(Source records)
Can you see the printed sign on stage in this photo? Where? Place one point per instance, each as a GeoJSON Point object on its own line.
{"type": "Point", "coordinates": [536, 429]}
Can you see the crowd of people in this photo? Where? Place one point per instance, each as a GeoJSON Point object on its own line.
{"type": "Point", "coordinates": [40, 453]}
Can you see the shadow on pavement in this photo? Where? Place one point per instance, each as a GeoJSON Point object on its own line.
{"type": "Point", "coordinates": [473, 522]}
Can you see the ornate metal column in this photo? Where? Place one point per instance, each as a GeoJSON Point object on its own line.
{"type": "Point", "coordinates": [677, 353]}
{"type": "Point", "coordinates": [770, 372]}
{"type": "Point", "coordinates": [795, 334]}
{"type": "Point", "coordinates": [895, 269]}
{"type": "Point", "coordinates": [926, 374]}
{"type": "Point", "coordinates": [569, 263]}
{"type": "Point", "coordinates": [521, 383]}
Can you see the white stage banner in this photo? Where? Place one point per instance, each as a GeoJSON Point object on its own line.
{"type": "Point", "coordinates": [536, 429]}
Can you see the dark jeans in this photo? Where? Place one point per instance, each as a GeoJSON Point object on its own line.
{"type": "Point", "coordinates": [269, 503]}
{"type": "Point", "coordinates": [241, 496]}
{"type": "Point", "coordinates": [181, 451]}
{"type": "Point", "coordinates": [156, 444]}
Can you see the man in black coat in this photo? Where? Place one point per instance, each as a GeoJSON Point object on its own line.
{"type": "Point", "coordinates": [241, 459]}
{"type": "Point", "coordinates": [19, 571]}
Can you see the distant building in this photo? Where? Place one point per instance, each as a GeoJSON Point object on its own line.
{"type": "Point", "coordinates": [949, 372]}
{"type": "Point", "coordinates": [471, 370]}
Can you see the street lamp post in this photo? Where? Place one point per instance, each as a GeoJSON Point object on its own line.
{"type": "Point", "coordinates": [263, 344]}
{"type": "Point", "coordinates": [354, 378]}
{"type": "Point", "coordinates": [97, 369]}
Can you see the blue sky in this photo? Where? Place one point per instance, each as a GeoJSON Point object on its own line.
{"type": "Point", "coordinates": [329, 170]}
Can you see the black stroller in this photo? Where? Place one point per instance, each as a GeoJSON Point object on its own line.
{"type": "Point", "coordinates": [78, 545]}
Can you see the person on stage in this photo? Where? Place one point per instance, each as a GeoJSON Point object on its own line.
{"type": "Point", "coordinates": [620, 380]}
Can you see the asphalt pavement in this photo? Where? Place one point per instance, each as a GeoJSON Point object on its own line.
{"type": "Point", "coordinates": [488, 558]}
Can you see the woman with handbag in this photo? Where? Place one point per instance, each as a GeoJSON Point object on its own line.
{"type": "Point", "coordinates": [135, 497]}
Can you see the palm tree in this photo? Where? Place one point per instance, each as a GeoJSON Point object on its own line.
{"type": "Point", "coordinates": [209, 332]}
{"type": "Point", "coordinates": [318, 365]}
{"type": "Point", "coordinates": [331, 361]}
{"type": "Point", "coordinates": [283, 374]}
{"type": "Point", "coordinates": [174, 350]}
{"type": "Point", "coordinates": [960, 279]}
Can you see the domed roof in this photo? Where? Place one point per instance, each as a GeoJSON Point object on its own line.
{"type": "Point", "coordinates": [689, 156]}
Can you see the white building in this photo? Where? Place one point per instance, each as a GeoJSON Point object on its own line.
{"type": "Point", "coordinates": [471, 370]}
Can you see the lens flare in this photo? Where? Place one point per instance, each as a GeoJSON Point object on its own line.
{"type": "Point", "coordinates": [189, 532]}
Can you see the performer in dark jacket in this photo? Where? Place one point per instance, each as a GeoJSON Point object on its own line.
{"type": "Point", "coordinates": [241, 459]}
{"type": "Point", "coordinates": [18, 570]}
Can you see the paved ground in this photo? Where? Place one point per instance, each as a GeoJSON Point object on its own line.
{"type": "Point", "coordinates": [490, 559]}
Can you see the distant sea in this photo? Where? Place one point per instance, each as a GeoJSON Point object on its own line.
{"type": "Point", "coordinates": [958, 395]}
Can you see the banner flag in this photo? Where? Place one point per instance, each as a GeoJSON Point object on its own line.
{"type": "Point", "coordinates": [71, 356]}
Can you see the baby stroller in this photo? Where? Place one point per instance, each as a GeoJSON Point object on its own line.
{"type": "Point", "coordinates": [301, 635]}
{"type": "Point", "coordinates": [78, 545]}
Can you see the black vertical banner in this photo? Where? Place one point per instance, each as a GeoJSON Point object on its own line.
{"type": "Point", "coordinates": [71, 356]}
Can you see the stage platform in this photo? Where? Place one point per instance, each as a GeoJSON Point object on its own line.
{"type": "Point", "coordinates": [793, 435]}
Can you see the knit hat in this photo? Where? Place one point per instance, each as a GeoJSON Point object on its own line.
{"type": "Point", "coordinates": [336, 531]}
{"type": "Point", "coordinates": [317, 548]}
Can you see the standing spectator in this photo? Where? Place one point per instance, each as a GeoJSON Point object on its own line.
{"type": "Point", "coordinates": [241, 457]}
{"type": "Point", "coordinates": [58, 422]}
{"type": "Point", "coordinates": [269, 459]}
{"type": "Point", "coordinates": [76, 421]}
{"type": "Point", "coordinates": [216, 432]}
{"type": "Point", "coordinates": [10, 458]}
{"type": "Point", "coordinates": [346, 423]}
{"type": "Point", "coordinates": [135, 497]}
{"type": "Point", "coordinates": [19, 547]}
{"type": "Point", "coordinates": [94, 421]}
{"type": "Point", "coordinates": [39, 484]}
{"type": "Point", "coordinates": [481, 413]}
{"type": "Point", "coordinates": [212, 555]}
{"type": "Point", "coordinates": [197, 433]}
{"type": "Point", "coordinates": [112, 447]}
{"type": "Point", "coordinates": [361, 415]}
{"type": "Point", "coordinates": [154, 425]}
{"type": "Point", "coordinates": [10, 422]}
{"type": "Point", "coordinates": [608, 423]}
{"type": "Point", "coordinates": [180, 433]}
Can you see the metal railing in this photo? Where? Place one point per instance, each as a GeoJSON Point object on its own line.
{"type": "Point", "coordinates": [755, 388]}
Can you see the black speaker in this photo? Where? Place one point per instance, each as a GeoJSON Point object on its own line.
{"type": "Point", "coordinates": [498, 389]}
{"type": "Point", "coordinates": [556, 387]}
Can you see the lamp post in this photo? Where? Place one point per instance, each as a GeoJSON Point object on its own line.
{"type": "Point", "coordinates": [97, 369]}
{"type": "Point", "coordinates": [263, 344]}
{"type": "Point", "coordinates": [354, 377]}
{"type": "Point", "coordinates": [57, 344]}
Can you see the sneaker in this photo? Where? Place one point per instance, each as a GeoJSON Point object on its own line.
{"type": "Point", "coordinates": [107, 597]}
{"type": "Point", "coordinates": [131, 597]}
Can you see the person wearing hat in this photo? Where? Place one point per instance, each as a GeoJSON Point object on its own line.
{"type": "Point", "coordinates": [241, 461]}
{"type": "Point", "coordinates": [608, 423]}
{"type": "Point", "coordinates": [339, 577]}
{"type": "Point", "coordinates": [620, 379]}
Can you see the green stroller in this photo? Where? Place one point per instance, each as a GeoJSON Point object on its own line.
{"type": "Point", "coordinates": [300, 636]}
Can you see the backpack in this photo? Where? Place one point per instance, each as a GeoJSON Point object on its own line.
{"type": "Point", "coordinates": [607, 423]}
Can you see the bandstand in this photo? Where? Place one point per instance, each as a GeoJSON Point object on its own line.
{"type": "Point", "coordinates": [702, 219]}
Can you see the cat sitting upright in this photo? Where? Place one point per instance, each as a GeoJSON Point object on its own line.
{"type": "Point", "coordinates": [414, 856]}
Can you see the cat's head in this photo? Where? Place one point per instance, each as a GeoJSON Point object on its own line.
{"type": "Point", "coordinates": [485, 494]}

...

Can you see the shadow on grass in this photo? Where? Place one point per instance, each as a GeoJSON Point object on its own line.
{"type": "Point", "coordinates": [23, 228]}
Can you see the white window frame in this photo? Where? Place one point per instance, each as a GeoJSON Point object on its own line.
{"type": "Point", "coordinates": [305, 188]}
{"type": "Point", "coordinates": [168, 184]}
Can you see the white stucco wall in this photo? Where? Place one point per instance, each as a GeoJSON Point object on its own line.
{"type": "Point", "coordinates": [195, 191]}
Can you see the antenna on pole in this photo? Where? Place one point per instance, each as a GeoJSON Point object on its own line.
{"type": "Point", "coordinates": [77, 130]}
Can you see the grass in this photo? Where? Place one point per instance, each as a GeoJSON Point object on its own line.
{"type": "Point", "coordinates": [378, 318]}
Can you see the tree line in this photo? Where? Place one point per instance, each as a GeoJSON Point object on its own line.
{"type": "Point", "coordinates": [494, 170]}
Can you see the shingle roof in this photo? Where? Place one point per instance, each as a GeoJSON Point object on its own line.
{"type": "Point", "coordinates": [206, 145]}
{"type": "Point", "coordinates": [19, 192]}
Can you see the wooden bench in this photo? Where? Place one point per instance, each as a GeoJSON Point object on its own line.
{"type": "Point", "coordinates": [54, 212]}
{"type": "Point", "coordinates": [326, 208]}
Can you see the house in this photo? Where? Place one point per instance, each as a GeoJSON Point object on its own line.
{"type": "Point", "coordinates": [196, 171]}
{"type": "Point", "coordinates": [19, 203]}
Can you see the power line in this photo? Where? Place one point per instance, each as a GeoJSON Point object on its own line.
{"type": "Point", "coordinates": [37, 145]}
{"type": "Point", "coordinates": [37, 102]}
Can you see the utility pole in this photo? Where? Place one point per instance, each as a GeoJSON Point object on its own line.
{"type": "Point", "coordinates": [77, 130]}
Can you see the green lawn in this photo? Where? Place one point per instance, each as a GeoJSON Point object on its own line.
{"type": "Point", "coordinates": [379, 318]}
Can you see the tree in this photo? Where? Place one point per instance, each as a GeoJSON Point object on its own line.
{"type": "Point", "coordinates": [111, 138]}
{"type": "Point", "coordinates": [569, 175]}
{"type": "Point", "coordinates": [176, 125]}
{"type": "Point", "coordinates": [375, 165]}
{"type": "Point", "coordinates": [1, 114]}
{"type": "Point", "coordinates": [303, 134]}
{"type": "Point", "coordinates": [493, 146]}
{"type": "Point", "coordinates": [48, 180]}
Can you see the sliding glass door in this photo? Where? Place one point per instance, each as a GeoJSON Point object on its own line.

Task item
Look above for the line that contains "Can you see the utility". Starting there, transcribe every line exactly until you have copied the line that contains "Can you see the sliding".

Response
Can you see the utility pole in this photo? Where? Place one point per instance, each as a GeoJSON Point object on its own line.
{"type": "Point", "coordinates": [77, 130]}
Can you see the green lawn in this photo? Where? Place one point per instance, each as a GeoJSON Point object on its own line.
{"type": "Point", "coordinates": [379, 318]}
Can you see the tree in this photo? Where? Place one point per instance, each as a GeoJSON Point object on its own line.
{"type": "Point", "coordinates": [111, 138]}
{"type": "Point", "coordinates": [569, 175]}
{"type": "Point", "coordinates": [176, 125]}
{"type": "Point", "coordinates": [375, 165]}
{"type": "Point", "coordinates": [1, 114]}
{"type": "Point", "coordinates": [303, 134]}
{"type": "Point", "coordinates": [493, 146]}
{"type": "Point", "coordinates": [48, 180]}
Can you see the sliding glass door in this photo? Where? Place one point per instance, each as a GeoJSON Point object on its own line.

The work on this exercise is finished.